**Task details**
Count the lines in the records below that contain the string "clicks", and give only that number.

Segment Open

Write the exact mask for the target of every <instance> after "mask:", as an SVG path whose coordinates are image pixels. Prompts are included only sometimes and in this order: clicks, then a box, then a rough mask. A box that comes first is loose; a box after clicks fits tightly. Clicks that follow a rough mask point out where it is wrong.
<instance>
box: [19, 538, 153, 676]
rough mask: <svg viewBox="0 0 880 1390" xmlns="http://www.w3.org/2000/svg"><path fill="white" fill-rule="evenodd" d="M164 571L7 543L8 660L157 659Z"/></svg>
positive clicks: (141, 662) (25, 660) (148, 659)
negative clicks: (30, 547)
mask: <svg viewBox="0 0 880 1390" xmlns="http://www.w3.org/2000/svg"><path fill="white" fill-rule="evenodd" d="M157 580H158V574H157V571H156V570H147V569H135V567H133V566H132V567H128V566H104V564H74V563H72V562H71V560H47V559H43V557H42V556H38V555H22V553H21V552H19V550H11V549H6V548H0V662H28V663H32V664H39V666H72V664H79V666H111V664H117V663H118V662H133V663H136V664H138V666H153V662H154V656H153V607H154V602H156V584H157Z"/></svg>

Segment Closed

**Solution**
3